=== JOB ===
Can you return every line of the items below word for word, with the pictures left out?
^^^^^^^^^^^^^^^^
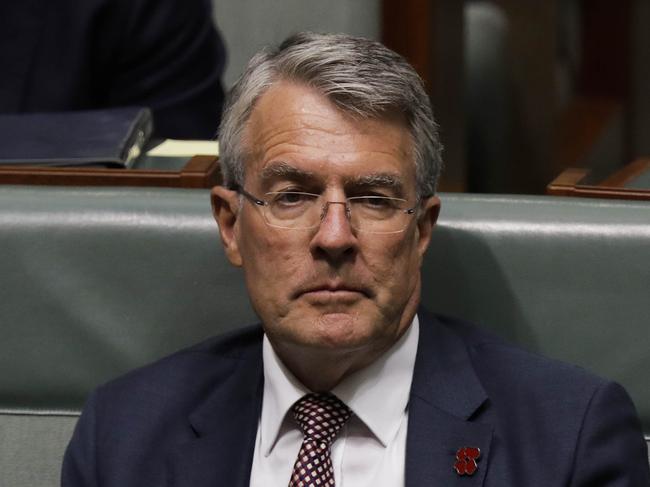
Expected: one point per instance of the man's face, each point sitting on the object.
(330, 287)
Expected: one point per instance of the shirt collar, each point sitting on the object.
(361, 391)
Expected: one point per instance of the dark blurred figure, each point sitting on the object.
(75, 55)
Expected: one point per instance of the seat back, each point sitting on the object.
(95, 282)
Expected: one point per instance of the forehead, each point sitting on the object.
(294, 125)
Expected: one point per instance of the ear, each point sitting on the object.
(225, 209)
(428, 216)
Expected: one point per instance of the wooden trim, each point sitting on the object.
(199, 172)
(568, 184)
(633, 170)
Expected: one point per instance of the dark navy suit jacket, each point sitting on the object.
(191, 419)
(90, 54)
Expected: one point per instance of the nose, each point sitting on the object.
(334, 238)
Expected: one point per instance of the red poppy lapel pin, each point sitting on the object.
(466, 460)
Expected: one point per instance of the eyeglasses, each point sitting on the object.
(295, 211)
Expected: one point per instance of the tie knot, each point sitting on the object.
(320, 416)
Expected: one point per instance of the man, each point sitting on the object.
(330, 158)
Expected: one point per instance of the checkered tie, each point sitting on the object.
(320, 417)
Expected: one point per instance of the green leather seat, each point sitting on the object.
(95, 282)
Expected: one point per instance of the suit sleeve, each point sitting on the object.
(79, 461)
(166, 55)
(611, 451)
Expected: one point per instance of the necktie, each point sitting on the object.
(320, 417)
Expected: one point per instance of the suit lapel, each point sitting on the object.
(444, 395)
(225, 426)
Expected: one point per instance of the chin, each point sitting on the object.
(341, 331)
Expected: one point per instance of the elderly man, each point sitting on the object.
(330, 157)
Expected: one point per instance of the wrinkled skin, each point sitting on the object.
(332, 299)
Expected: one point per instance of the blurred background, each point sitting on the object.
(522, 89)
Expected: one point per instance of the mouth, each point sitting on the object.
(333, 292)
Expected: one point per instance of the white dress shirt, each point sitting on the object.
(370, 449)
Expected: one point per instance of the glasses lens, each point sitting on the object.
(378, 214)
(373, 214)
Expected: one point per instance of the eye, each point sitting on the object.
(291, 198)
(376, 202)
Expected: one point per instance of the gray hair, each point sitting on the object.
(360, 76)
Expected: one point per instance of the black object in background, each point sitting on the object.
(110, 138)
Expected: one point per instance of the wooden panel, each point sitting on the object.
(569, 183)
(200, 172)
(429, 34)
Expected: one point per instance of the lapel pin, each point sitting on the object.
(466, 460)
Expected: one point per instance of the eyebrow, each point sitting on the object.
(282, 169)
(285, 170)
(377, 180)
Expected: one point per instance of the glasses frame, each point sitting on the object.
(263, 203)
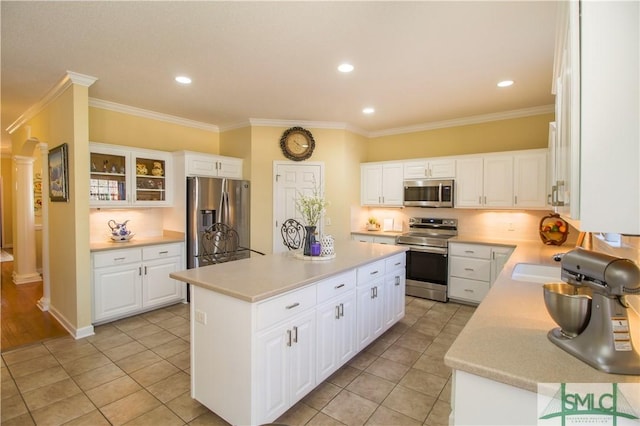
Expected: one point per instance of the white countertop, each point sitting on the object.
(260, 277)
(167, 237)
(506, 338)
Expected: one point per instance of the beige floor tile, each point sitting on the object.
(41, 378)
(439, 415)
(171, 348)
(113, 391)
(92, 418)
(321, 419)
(350, 409)
(434, 365)
(124, 351)
(156, 339)
(299, 414)
(12, 407)
(409, 402)
(186, 407)
(138, 361)
(414, 340)
(344, 376)
(421, 381)
(63, 411)
(389, 370)
(208, 418)
(171, 387)
(181, 360)
(22, 420)
(384, 416)
(321, 395)
(24, 354)
(153, 373)
(401, 354)
(32, 365)
(46, 395)
(362, 360)
(371, 387)
(99, 376)
(130, 407)
(145, 330)
(158, 416)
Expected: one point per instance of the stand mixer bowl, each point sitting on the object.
(569, 306)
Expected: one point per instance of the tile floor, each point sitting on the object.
(136, 372)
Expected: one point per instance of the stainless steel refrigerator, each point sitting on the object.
(216, 200)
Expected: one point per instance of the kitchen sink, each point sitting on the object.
(535, 273)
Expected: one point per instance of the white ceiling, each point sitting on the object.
(415, 62)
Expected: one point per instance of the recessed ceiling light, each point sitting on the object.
(183, 79)
(345, 68)
(505, 83)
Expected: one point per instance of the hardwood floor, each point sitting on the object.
(22, 322)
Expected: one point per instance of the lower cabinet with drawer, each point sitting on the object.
(251, 362)
(133, 280)
(473, 268)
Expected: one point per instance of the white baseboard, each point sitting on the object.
(77, 333)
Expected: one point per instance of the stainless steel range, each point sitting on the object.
(427, 258)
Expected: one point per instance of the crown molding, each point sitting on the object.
(69, 79)
(464, 121)
(144, 113)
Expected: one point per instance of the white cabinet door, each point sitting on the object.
(158, 288)
(469, 177)
(117, 291)
(498, 181)
(529, 183)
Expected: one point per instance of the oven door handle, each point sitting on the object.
^^^^^^^^^^^^^^^^
=== RESULT OF THE TASK ===
Expected: one point per instance of the man's face, each point sitting on the object.
(330, 287)
Expected: one point per instance of the shirt collar, each point sitting on the object.
(361, 391)
Expected: one point per instance of the dark blurred figure, each point sitting on the object.
(75, 55)
Expected: one point per instance of the seat back, each point sitting on the object.
(95, 282)
Expected: one point per instance of the forehead, each point sitting on the object.
(294, 125)
Expected: one point per instance of the ear, each point sitting on the object.
(225, 209)
(428, 216)
Expected: one point per instance of the wooden trim, each point sitting on the object.
(199, 172)
(568, 184)
(633, 170)
Expected: one point per instance of the dark navy suit jacket, each point sitting on the object.
(191, 419)
(90, 54)
Expected: one point per instance of the nose, each point sitting on the object.
(334, 238)
Expected: one point per instance of the red poppy lapel pin, each point sitting on the object.
(466, 460)
Expected: one point per instance of the eyeglasses, each point sitting on the object.
(295, 211)
Expected: one point per instance of the tie knot, each point sitting on the object.
(320, 416)
Expected: one point per instance of the man, each point sitting on the object.
(330, 158)
Expected: one point per instance of the checkered tie, each point sitting on the object.
(320, 417)
Expected: one point per instance of the green leather seat, each point sitting on the object.
(95, 282)
Expected: one point per instance of the suit sleeve, each point sitting on the object.
(79, 461)
(166, 55)
(611, 451)
Expected: one point per instance of the necktie, each point sitting on the object.
(320, 417)
Expected: one point per instance of the suit lapel, each point sitting on the object.
(444, 395)
(225, 426)
Expected: one point per instance of the chin, each point sitting on the object.
(341, 331)
Expected: one point per instance of the elderly man, each point sitting on the object.
(330, 157)
Expected: one point per instance of the wrinkled skin, each point sitting on the object.
(332, 299)
Expected: one point per instance of the blurred background, each point sitting on the object.
(522, 89)
Expected: one point per instance of the mouth, each point sitting on the object.
(333, 292)
Expected: one point per instance of the white dress shirt, each point sitting on the object.
(370, 449)
Expected: one point per instance of the glasses lens, each point sitting on the object.
(378, 214)
(373, 214)
Expected: one point per instance of the eye, each point sitting on the object.
(291, 198)
(376, 202)
Expected: one point per instance of the gray hair, each point sitting on the object.
(360, 76)
Expected: one point per instance of the black object in background, each point sitting on the object.
(110, 138)
Expected: one point per instance of the wooden panel, each point sitting on the object.
(569, 183)
(200, 172)
(429, 34)
Expected: one point per instance of the lapel pin, each point sitting on the object.
(466, 460)
Expected: one point per instance of the eyebrow, each point sitting on the object.
(282, 169)
(285, 170)
(377, 180)
Expected: one point per instance of the glasses frame, each point sitting on the object.
(263, 203)
Expected: one point per instance of the white countertop, each point sitting on the object.
(260, 277)
(167, 237)
(506, 338)
Expected: one point per instance of the beige floor tile, each point sitting on the object.
(41, 378)
(439, 415)
(171, 348)
(113, 391)
(92, 418)
(321, 419)
(350, 409)
(434, 365)
(124, 351)
(156, 339)
(299, 414)
(12, 407)
(409, 402)
(186, 407)
(138, 361)
(414, 340)
(344, 376)
(421, 381)
(63, 411)
(389, 370)
(208, 418)
(171, 387)
(181, 360)
(22, 420)
(384, 416)
(321, 395)
(24, 354)
(153, 373)
(401, 354)
(32, 365)
(46, 395)
(362, 360)
(371, 387)
(99, 376)
(130, 407)
(145, 330)
(158, 416)
Expected: one point per instance of the stand mixer bowl, each point sitting on the object.
(569, 306)
Expected: one point per instance of the tile floor, each point sitting on the object.
(136, 372)
Expected: one point per instance of the stainless steel refrigerator, each point sitting on the object.
(216, 200)
Expected: one point per instance of the kitchen sink, each point sitting on the object.
(535, 273)
Expected: one point per instance of the white ceiling, each point sitting on the object.
(415, 62)
Expected: one point per instance of the recessed ceiling light, each point sitting on the object.
(183, 79)
(345, 68)
(505, 83)
Expected: one point per instance of the hardwood floor, each point sitting on the object.
(22, 322)
Expected: one point per instance of the lower cabinet with drawer, each point sitting on the object.
(251, 362)
(133, 280)
(473, 268)
Expected: one point per instance of the white baseboard, each point sitting on the object.
(77, 333)
Expected: one point per instance of the stainless steel range, each point sitting on the object.
(427, 258)
Expected: one point per instance of the crown molding, each point sitting on the object.
(69, 79)
(464, 121)
(144, 113)
Expected: one point per instance of the white cabinet door, each point sitting on the object.
(158, 288)
(469, 177)
(117, 291)
(498, 181)
(529, 183)
Expected: one point per instance of the oven door handle, each point sitting on the object.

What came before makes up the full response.